本文:
秀吉も同様。栄華を極めた後の秀吉の生活10年分をだらだらとみてもしょうがないでしょう。ダウントン・アビーじゃないんだから。
信長はやっぱりその最期、「本能寺の変」は盛り上がりますが、本能寺の変こそノブナガ最大の見せ場化と言われれば、やはり違うでしょう。
三谷幸喜といえば以前は大河ドラマ「新選組!」を書いたことで有名ですが、新選組もまた、歴史の敗者側です。
しかし、そのクライマックスはやはり「池田屋事件」。その後も新政府軍に上がらい続けましたが、やはり見せ場はその死にざまではないのです。
そういう意味では、真田幸村は究極の大器晩成。
最大の見せ場がその死にざまだったからこそ、「真田丸」は最初から最後まで全部見なければいけない。
豊臣に仕え、歴史の荒波にもまれるも、決して最前線にはおらず、結局何も成し遂げず。真田の名前と父の威光だけが独り歩き。そんな男が人生の最後に挑んだ大坂の陣。
なんのため? 大恩ある豊臣のため? 父や兄が守ってきた真田の家や故郷のため? それとも己のため?
いろんな思いを背負って、死を覚悟して家康の前に立った人生最後の日こそが、真田幸村のすべて。そこに勝ち負けは関係ないのです。
だから、最初から最後まで見ないと、真田幸村最後の一日の重みはわからない。
そして、「真田丸」を最後まで見なければいけないもう一つの理由が長澤まさみ演じるきりの存在。
信繁を慕えど、信繁はいつもほかの女性と結ばれる。それでも、憎まれ口を叩きながら、信繁のそばにいる。
どんな精神力や!
そして、大坂夏の陣出陣前夜、幸村は、きりを抱きしめキスをする。「遅い」と愚痴るきり。そこで入るナレーション。
「実は、高梨内記の娘(きり)に関する記録は少ない。信繁の側室であったとも、信繁の子を生んだとも伝えられている」
要は、何もわかっていないということですね。当然と言えば当然。負けた側の幸村の記録が残っているだけでも儲けもの。仮にきりが側室だったとしても、名家の生まれというわけでもない。記録がなくて当たり前です。
「ただ一つ確かなことは、信繁に関わった女性の中で、彼女が最も長くそばにいた、ということである」
この一言が、なんか救われます。
最終回では茶々から幸村との関係を問われてきりは「腐れ縁」と返しています。そんなきりを嫉妬するようにみる茶々。
これが、「真田丸」を最初から最後まで見なければいけない、もう一つの理由です。全部見ないと、この「腐れ縁」に込められた思いは伝わらない。
さて、「真田丸」の最終回にはサブタイトルがなく、プロデューサーは視聴者それぞれが勝手のつけてよいとのこと。
というわけで、僕も勝手にサブタイトルをつけさせてもらいます。
NHK大河ドラマ 真田丸 最終回「極点」
極点とは、いわゆる南極点、北極点のこと。
これまで、ずっと歴史の裏舞台にいた真田幸村。
そんな彼が迎えた最後の日。それは、彼が歴史のど真ん中に立った、歴史が真田幸村を中心に回っていた最初で最後の日。
それは真田幸村の人生、ドラマが到達した究極の一点、究極の瞬間であり、それが「極点」という言葉のもう一つの意味です。
真田幸村が歴史の敗北者なのか、それとも人生最後の日に極点にたどり着いた男なのか、ドラマを見た人なら、その答えがわかるはずです。

抽出データ:
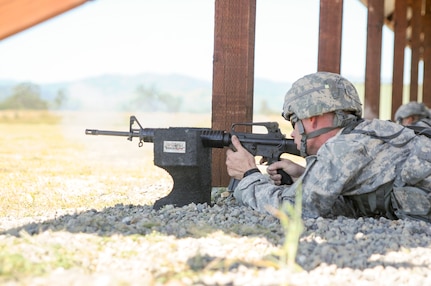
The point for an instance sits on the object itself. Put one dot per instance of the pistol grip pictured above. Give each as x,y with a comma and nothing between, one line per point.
286,179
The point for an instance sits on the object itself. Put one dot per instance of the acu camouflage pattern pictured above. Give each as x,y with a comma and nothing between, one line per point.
411,109
380,168
319,93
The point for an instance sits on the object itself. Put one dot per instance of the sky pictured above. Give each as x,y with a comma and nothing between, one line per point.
171,36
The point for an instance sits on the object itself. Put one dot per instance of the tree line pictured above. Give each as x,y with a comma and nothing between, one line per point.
28,96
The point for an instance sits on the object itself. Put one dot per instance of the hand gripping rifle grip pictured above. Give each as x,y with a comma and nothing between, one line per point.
286,179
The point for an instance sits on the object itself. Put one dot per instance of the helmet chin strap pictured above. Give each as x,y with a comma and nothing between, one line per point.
313,134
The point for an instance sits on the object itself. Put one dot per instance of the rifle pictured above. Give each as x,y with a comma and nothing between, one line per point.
185,153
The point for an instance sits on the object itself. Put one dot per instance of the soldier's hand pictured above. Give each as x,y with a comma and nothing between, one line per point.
293,169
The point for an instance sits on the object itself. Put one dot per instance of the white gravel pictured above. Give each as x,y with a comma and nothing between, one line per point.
224,244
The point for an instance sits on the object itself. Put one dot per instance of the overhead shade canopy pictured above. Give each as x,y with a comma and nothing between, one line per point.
18,15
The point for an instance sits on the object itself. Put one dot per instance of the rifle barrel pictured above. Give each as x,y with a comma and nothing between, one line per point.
106,132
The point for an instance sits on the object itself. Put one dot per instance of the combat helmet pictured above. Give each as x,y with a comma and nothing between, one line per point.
412,108
319,93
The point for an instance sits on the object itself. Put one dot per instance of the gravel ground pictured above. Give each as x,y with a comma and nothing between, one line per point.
223,244
85,217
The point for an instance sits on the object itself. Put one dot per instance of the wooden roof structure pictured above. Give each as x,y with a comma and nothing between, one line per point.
234,42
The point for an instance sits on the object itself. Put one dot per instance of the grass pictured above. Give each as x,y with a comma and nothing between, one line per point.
48,164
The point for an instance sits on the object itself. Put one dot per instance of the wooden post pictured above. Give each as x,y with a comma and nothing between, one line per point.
233,73
330,30
400,26
415,45
374,58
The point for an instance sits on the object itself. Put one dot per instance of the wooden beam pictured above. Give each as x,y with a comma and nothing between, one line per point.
415,46
330,30
427,55
233,73
18,15
373,58
400,28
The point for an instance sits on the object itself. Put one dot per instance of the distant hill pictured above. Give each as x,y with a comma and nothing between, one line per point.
116,92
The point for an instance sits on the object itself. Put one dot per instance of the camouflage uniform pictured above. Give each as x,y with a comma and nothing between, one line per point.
370,168
414,108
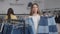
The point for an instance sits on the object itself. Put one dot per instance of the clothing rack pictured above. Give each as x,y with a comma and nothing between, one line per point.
11,21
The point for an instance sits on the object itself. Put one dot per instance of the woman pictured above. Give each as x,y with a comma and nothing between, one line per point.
10,14
38,24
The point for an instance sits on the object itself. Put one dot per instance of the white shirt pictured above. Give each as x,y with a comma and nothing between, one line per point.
36,19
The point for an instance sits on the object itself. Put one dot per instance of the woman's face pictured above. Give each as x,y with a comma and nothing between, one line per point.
35,8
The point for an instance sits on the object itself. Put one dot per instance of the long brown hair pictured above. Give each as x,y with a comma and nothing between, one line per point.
38,12
10,11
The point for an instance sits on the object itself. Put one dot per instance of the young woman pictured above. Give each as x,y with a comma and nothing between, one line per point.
10,14
38,24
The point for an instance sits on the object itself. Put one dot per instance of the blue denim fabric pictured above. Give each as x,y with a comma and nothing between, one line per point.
7,29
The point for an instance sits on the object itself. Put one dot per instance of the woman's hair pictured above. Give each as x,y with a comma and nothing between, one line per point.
10,11
38,11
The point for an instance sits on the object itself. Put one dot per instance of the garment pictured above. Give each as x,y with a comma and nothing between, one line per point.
35,19
46,25
12,17
7,28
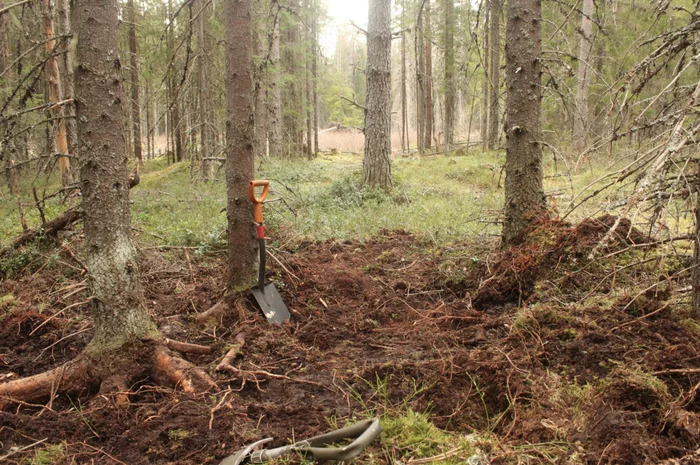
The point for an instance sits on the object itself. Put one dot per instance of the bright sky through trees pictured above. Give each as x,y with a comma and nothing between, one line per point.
342,12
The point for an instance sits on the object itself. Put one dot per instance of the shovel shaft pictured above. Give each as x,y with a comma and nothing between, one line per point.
261,269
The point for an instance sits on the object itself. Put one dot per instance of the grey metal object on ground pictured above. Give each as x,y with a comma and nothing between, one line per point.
319,448
267,295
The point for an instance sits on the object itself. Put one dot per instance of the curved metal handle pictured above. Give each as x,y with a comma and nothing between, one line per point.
364,433
258,201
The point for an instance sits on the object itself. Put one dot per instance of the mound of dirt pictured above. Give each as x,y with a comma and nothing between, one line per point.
553,247
374,330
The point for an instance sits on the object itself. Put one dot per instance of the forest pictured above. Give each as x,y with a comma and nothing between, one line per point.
398,232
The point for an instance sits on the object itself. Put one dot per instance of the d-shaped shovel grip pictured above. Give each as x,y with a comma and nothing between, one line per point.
258,201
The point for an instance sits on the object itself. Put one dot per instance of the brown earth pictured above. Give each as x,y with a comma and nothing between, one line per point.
377,326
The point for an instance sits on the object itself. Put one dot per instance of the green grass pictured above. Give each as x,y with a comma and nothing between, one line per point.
443,198
49,455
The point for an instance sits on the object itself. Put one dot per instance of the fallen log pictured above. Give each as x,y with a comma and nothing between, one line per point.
50,228
61,222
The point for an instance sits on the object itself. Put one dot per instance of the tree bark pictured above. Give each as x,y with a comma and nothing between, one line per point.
56,94
242,248
696,261
314,73
203,97
484,131
584,77
377,160
275,92
420,84
405,144
174,103
67,74
428,94
524,194
261,107
135,88
120,316
494,69
450,84
307,76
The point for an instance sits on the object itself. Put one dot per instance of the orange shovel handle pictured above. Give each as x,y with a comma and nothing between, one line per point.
258,201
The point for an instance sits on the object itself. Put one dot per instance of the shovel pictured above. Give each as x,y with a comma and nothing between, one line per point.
318,447
266,295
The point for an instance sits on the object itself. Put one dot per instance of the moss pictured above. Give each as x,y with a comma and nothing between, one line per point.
49,455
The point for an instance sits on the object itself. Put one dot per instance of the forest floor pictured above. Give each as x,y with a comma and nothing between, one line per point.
556,352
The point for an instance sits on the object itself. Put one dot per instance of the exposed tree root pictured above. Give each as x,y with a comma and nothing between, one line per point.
187,348
214,314
235,351
168,368
72,377
86,373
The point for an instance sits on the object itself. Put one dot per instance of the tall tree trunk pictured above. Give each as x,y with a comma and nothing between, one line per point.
240,128
56,94
405,144
174,103
494,68
450,84
120,314
314,73
377,159
124,332
307,80
428,94
420,84
275,91
261,108
135,88
584,77
485,87
524,194
203,97
67,73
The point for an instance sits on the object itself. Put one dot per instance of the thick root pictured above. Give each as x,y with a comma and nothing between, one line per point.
214,314
235,351
187,348
169,369
71,377
88,372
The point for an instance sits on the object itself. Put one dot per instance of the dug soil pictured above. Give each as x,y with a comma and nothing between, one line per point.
378,327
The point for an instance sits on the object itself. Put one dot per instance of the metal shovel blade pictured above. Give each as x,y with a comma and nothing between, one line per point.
271,303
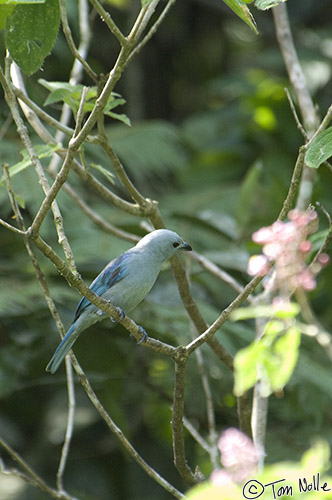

次の課題:
a – 本文のうち、「最大の見せ場がその死にざまだ」から「ばにいた、ということである」」までの部分をそのまま引用してください。
b – 本文で、筆者は「真田丸」の最終回にどのようなサブタイトルをつけているか答えてください。

解答例:
a –
最大の見せ場がその死にざまだったからこそ、「真田丸」は最初から最後まで全部見なければいけない。
豊臣に仕え、歴史の荒波にもまれるも、決して最前線にはおらず、結局何も成し遂げず。真田の名前と父の威光だけが独り歩き。そんな男が人生の最後に挑んだ大坂の陣。
なんのため? 大恩ある豊臣のため? 父や兄が守ってきた真田の家や故郷のため? それとも己のため?
いろんな思いを背負って、死を覚悟して家康の前に立った人生最後の日こそが、真田幸村のすべて。そこに勝ち負けは関係ないのです。
だから、最初から最後まで見ないと、真田幸村最後の一日の重みはわからない。
そして、「真田丸」を最後まで見なければいけないもう一つの理由が長澤まさみ演じるきりの存在。
信繁を慕えど、信繁はいつもほかの女性と結ばれる。それでも、憎まれ口を叩きながら、信繁のそばにいる。
どんな精神力や!
そして、大坂夏の陣出陣前夜、幸村は、きりを抱きしめキスをする。「遅い」と愚痴るきり。そこで入るナレーション。
「実は、高梨内記の娘(きり)に関する記録は少ない。信繁の側室であったとも、信繁の子を生んだとも伝えられている」
要は、何もわかっていないということですね。当然と言えば当然。負けた側の幸村の記録が残っているだけでも儲けもの。仮にきりが側室だったとしても、名家の生まれというわけでもない。記録がなくて当たり前です。
「ただ一つ確かなことは、信繁に関わった女性の中で、彼女が最も長くそばにいた、ということである」

b – 「極点」